**Supplied material:**

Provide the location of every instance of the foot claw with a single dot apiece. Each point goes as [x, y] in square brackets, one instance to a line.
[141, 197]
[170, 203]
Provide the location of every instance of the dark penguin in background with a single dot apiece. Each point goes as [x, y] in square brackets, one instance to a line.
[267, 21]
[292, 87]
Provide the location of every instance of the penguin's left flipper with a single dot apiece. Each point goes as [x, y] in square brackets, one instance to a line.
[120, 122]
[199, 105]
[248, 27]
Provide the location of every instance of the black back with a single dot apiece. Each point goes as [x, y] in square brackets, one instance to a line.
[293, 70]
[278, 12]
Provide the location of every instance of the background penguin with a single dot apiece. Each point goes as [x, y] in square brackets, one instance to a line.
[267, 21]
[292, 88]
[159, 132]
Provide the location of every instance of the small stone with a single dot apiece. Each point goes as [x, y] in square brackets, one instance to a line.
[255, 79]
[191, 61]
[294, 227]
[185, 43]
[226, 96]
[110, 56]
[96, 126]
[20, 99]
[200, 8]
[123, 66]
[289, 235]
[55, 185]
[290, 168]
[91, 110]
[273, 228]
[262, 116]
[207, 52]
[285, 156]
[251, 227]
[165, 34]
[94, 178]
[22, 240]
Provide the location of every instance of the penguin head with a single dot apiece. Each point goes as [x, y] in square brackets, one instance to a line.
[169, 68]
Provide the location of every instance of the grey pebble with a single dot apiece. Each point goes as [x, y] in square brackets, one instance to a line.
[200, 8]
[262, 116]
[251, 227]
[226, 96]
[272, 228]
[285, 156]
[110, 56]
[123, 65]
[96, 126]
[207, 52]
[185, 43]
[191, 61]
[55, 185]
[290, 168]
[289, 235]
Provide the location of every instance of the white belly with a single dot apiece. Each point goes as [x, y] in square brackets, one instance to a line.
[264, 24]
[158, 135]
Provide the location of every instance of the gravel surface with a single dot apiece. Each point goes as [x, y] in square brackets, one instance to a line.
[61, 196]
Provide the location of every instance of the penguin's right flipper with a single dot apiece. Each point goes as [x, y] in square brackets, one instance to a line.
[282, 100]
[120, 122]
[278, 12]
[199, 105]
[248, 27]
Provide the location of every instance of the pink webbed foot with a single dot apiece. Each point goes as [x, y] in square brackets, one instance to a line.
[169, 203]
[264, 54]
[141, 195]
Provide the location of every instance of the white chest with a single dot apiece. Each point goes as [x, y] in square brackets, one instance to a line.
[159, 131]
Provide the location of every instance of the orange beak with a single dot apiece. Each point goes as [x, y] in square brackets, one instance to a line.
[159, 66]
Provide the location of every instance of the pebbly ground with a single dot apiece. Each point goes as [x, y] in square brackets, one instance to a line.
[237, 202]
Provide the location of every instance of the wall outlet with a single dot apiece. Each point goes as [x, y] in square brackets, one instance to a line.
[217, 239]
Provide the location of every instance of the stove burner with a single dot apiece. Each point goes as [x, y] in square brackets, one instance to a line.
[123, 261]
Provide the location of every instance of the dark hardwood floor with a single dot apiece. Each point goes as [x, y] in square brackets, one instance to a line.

**What is being asked:** The output is every entry, printed exactly as it reads.

**Exercise output:**
Provide the location of every instance of the foot claw with a single dot apiece. Each point goes as [x, y] in square brackets, one instance to a line.
[141, 197]
[170, 203]
Provide the location of every instance of the dark penguin in background with a single dot apiece. Each point goes as [x, y] in square brackets, one instance to a line.
[267, 21]
[292, 87]
Provide the location of every instance of the penguin's left flipper with a single dot apiece. Each point goes as [x, y] in square brackets, one instance to a line.
[120, 122]
[199, 105]
[248, 27]
Provide the location of every instance of the black back with a single dot apiece. Each point goes as [x, y] in square brackets, one instance to a line.
[293, 70]
[278, 12]
Provide the location of every instance of the background penguin with a single dot apiece. Each point goes as [x, y] in square brackets, one instance to a line.
[267, 21]
[292, 88]
[159, 132]
Provide the location of every instance of the small stone with a single dot apiece. Each point goes as [x, y] in square brackets, one instance to a line.
[255, 79]
[191, 61]
[294, 227]
[185, 43]
[226, 96]
[110, 56]
[96, 126]
[20, 99]
[200, 8]
[123, 66]
[289, 235]
[55, 185]
[290, 168]
[91, 110]
[273, 228]
[262, 116]
[207, 52]
[285, 156]
[251, 227]
[165, 34]
[94, 178]
[22, 240]
Provide the location of every instance of the penguin head with a single dot apiece. Each point goes as [x, y] in square brackets, one instance to a line.
[169, 68]
Provide the location of every instance of the grey pebble with a single dot apiece. Each point goes as [x, y] in square brackets, one instance to a line.
[200, 8]
[262, 116]
[251, 227]
[226, 96]
[272, 228]
[285, 156]
[110, 56]
[123, 65]
[96, 126]
[207, 52]
[185, 43]
[191, 61]
[55, 185]
[290, 168]
[289, 235]
Provide the location of every instance of the white belly with a single dot apiece. Each point goes as [x, y] in square brackets, one instance to a line.
[264, 24]
[158, 135]
Provide the location of every instance of the gravel surface with a single dot apiece. Each point goes as [x, y] in square brackets, one instance to a line.
[61, 196]
Provide the location of every instance of the penguin's right flipper with a single dot apiece. Each point goes as [x, y] in square brackets, one instance to a line.
[282, 100]
[120, 122]
[278, 12]
[199, 105]
[248, 27]
Provide the location of every instance of the pink webbed foot with a single dot apiece. Each point goes as [x, y] in square brackets, one instance to a line.
[169, 203]
[264, 54]
[141, 195]
Provide the location of every instance of the white chest with a single dot apiece. Each point goes as [x, y] in square brackets, one instance to a line.
[159, 131]
Provide the location of every instance of the orange beak with a single dot apiece. Each point goes as [x, y] in square brackets, one instance to a line.
[159, 66]
Provide the location of every instance of the pebbly ground with a single dot apiece. Each point goes as [x, y] in square brackets, one instance to a line.
[237, 202]
Provide the location of every instance of the wall outlet with a single dot apiece. Each point goes as [x, y] in square brackets, one instance to a line.
[217, 239]
Provide the location of every instance of the stove burner with a single dot apiece. Each point goes as [x, y] in square brackets, one instance to a line.
[123, 261]
Provide the location of every instance of the dark hardwood floor with a single dot apiece. Each point goes as [x, y] in square brackets, one instance to a line.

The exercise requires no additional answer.